TASK DESCRIPTION -> Convert the records below into a JSON array of strings, one string per line and no entries for blank lines.

TASK MATERIAL ->

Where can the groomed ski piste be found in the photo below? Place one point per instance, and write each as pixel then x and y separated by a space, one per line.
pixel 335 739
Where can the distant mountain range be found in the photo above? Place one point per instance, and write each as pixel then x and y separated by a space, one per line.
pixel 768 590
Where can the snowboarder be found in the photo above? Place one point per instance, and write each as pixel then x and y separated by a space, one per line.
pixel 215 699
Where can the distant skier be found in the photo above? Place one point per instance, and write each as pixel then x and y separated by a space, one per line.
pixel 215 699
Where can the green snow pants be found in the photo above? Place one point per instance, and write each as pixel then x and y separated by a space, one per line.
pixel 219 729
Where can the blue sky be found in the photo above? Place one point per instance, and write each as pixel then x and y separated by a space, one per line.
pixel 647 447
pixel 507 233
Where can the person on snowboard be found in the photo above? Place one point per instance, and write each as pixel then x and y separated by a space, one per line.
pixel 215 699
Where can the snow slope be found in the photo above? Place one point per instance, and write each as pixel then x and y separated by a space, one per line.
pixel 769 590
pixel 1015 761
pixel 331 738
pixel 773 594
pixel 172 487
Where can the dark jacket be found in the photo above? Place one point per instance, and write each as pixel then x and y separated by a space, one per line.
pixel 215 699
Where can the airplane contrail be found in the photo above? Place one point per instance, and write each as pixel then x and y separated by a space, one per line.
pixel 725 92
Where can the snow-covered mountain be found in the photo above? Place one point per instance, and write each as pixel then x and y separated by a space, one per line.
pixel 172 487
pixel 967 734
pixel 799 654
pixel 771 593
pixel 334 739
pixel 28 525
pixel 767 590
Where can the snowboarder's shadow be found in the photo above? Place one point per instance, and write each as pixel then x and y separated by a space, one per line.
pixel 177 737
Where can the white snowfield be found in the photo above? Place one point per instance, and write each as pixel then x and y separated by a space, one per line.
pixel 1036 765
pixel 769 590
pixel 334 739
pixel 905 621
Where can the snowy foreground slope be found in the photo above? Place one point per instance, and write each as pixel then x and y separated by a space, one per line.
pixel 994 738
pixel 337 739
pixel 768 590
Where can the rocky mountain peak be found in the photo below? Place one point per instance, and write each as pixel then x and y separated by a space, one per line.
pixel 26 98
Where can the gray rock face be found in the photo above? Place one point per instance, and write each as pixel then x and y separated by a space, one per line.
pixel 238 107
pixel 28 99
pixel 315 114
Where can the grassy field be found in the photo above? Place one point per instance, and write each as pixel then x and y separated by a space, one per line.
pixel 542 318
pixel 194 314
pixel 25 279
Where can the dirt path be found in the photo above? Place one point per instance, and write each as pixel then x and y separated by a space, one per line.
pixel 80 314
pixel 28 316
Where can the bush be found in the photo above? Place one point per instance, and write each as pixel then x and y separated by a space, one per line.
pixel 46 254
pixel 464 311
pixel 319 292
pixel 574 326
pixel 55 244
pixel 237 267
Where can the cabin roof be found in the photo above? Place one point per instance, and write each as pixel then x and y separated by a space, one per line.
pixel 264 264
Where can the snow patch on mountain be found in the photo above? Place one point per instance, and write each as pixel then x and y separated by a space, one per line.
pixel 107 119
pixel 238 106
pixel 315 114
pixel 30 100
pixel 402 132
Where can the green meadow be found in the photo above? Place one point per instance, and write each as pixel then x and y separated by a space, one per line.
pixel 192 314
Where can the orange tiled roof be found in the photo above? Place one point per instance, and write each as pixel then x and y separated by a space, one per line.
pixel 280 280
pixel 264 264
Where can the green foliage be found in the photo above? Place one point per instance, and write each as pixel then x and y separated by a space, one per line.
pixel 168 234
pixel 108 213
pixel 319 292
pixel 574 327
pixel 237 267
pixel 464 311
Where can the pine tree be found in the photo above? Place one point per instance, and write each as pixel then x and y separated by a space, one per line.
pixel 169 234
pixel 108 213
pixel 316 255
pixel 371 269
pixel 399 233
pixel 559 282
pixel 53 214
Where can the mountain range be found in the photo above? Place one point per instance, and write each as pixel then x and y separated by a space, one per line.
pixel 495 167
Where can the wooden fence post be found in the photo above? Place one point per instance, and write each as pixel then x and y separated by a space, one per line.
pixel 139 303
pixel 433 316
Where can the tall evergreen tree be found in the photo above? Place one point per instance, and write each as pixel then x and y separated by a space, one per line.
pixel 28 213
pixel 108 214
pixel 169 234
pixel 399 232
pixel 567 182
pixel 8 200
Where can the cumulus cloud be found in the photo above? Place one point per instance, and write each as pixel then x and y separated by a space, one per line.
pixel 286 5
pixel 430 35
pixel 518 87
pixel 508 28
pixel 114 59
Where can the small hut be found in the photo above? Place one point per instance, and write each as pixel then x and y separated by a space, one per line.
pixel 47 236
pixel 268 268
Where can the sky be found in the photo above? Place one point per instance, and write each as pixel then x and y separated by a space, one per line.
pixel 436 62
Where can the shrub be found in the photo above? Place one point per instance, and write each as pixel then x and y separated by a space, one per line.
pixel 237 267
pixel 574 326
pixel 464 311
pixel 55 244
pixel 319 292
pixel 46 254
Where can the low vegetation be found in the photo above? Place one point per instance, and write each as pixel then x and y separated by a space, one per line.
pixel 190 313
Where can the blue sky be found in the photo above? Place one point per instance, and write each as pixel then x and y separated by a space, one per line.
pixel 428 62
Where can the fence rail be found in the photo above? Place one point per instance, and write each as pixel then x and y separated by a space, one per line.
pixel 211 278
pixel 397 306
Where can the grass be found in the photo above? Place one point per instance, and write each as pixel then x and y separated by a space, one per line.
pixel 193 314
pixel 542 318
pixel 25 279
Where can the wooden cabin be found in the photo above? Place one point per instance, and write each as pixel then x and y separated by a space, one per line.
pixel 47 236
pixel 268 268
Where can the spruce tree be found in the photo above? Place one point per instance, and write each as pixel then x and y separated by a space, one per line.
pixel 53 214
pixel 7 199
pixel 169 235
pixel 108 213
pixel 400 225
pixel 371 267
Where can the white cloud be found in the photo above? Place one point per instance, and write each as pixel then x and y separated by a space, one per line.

TASK ANSWER ->
[
  "Where can the groomed ski piste be found in the photo below? Place one point per instance, and write each as pixel then x and y separated by a space, one per line.",
  "pixel 335 739",
  "Where can the distant mountain range be found in the photo above? Place one point per instance, and write each as pixel then x and y separated by a space, one per line.",
  "pixel 768 590",
  "Where can the snowboarder be found in the photo above? Place one point per instance, and write each as pixel then x and y separated by a space, one per line.",
  "pixel 215 699",
  "Where can the distant skier be found in the photo above? Place one point per instance, and write each as pixel then x and y separated by a space, one per line.",
  "pixel 215 699",
  "Where can the green snow pants be found in the photo above? Place one point per instance, and write each as pixel then x and y separated by a space, one per line.",
  "pixel 219 729",
  "Where can the blue sky be found in the photo above? Place one point per instance, and write each as pixel then x and y separated by a space, one per line.",
  "pixel 647 447",
  "pixel 507 233",
  "Where can the person on snowboard be found in the photo above? Place one point per instance, and write each as pixel then x and y separated by a space, one per line.",
  "pixel 215 699",
  "Where can the snow slope be found in the photo above? Place one point per instance, and write each as pixel then x and y separated by a space, one per line.",
  "pixel 769 590",
  "pixel 1015 761",
  "pixel 331 738",
  "pixel 773 594",
  "pixel 172 487",
  "Where can the dark jacket be found in the photo above? Place one point per instance, and write each as pixel then x and y separated by a space, one per line.",
  "pixel 215 699",
  "Where can the airplane contrail be found in the photo above? Place one point per instance, and write each as pixel then x and y separated by a space, one per line.",
  "pixel 725 92",
  "Where can the snow-covered mountain be found in the photo above? Place one point per instance, and write each as pixel then x and y separated by a space, one per line.",
  "pixel 172 487",
  "pixel 967 734",
  "pixel 799 654",
  "pixel 771 593",
  "pixel 334 739",
  "pixel 28 525",
  "pixel 767 590",
  "Where can the snowboarder's shadow be found in the photo above? Place one point per instance, and write each as pixel then x and y separated by a space, one per line.",
  "pixel 177 737",
  "Where can the white snowfield be found in the photo above? Place one point per instance, and write each as pixel then x and y separated by a space, one per line.",
  "pixel 1036 765",
  "pixel 769 590",
  "pixel 334 739",
  "pixel 905 621",
  "Where can the snowy foreground slope be found in the photo above? Place one point per instance, and write each as pixel then x and y separated by a space, one per line.",
  "pixel 994 738",
  "pixel 337 739",
  "pixel 768 590",
  "Where can the rocky mountain peak be found in the photo below? Place one point per instance, and write each as pixel then x and y separated by a space, one per line.",
  "pixel 26 98",
  "Where can the gray rock face be found in the photo above? Place one point per instance, and write each as pixel then x and y separated by a space, one per line.",
  "pixel 238 107",
  "pixel 28 99",
  "pixel 315 114",
  "Where can the grassy field be found in the photo above? Place one point per instance, and write each as pixel then x and y separated by a space, one per line.",
  "pixel 542 318",
  "pixel 194 314",
  "pixel 25 279",
  "Where can the dirt path be found in the photo above? Place one point per instance, and write each as pixel then x and y separated by a space, one per line.",
  "pixel 80 314",
  "pixel 28 316",
  "Where can the bush be found in the photo above? Place one point per instance, and write each as pixel then x and y separated by a space, one per line.",
  "pixel 46 254",
  "pixel 464 311",
  "pixel 319 292",
  "pixel 574 326",
  "pixel 55 244",
  "pixel 237 267",
  "Where can the cabin roof be found in the photo above? Place one point per instance, and write each as pixel then x and y separated by a space, one per line.",
  "pixel 264 264",
  "Where can the snow patch on mountain be found in the photo above? Place one point per instance, and write each as pixel then x and y separated by a space, one per line.",
  "pixel 107 119",
  "pixel 238 106",
  "pixel 315 114",
  "pixel 30 100",
  "pixel 402 132",
  "Where can the green meadow be found in the photo above? Place one point per instance, and write each as pixel then x and y separated by a space, one per line.",
  "pixel 192 314",
  "Where can the orange tiled roof be found in the photo above? Place one point per instance, and write each as pixel then x and y separated by a space, one per line.",
  "pixel 280 280",
  "pixel 264 264",
  "Where can the green foliage be found in the photo above? Place one point per instance, and write each as pixel then x and y separated by a space, one per line.",
  "pixel 168 234",
  "pixel 108 213",
  "pixel 319 292",
  "pixel 574 327",
  "pixel 237 267",
  "pixel 464 311",
  "Where can the pine tree be found in the photo above? Place one point per instance, and write each as pixel then x and y separated by a space, one per line.",
  "pixel 169 234",
  "pixel 108 213",
  "pixel 316 255",
  "pixel 371 269",
  "pixel 399 233",
  "pixel 559 282",
  "pixel 53 214",
  "Where can the mountain range be found in the photo above? Place one point per instance, and write each as pixel then x and y separated by a space, one per line.",
  "pixel 495 167",
  "Where can the wooden fence post be found in the photo above? Place one point per instance, and write each as pixel then x and y separated by a space, one per line.",
  "pixel 139 303",
  "pixel 433 316",
  "Where can the tall evergreen tree be found in the photo above? Place one point per instance, and write each as pixel then x and y separated by a space, one per line.",
  "pixel 28 213",
  "pixel 108 214",
  "pixel 169 234",
  "pixel 399 232",
  "pixel 567 182",
  "pixel 8 200",
  "Where can the cumulus cloud be found in the photo above? Place one point per instance, and write each as pixel then x and y separated by a space, one per line.",
  "pixel 286 5",
  "pixel 430 35",
  "pixel 518 87",
  "pixel 508 28",
  "pixel 114 59",
  "Where can the small hut be found in the photo above? Place one point per instance, and write each as pixel then x and y separated by a space, one per line.",
  "pixel 47 236",
  "pixel 268 268",
  "Where can the sky be found in the photo above? Place one point per instance, and write each as pixel then x and y separated by a space, one per line.",
  "pixel 436 62",
  "Where can the shrub be found in the photo above? Place one point per instance, and write each as pixel then x and y separated by a space, one per line.",
  "pixel 237 267",
  "pixel 574 326",
  "pixel 464 311",
  "pixel 55 244",
  "pixel 319 292",
  "pixel 46 254",
  "Where can the low vegetation be found in the photo above? Place one point per instance, and write each as pixel then x and y separated by a space, one per line.",
  "pixel 190 313",
  "Where can the blue sky be found in the photo above? Place one point per instance, and write each as pixel then x and y separated by a space, one per line.",
  "pixel 428 62",
  "Where can the fence rail be found in the photo above? Place one point per instance, and write each as pixel then x and y separated by a space, one per line.",
  "pixel 211 278",
  "pixel 397 306",
  "Where can the grass be found in the photo above? Place one point per instance, and write each as pixel then x and y separated by a space, one per line.",
  "pixel 193 314",
  "pixel 542 318",
  "pixel 25 279",
  "Where can the wooden cabin be found in the photo above? Place one point per instance, and write each as pixel then x and y separated by a space, one per line.",
  "pixel 47 236",
  "pixel 268 268",
  "Where can the spruce tree be found in the photo above? Place one point per instance, and write each as pixel then x and y separated by a space, one per line.",
  "pixel 53 214",
  "pixel 7 199",
  "pixel 169 235",
  "pixel 108 213",
  "pixel 400 225",
  "pixel 371 267",
  "Where can the white cloud be found in the photo above? Place one point per instance, and write each as pixel then x and y separated by a space, one per line."
]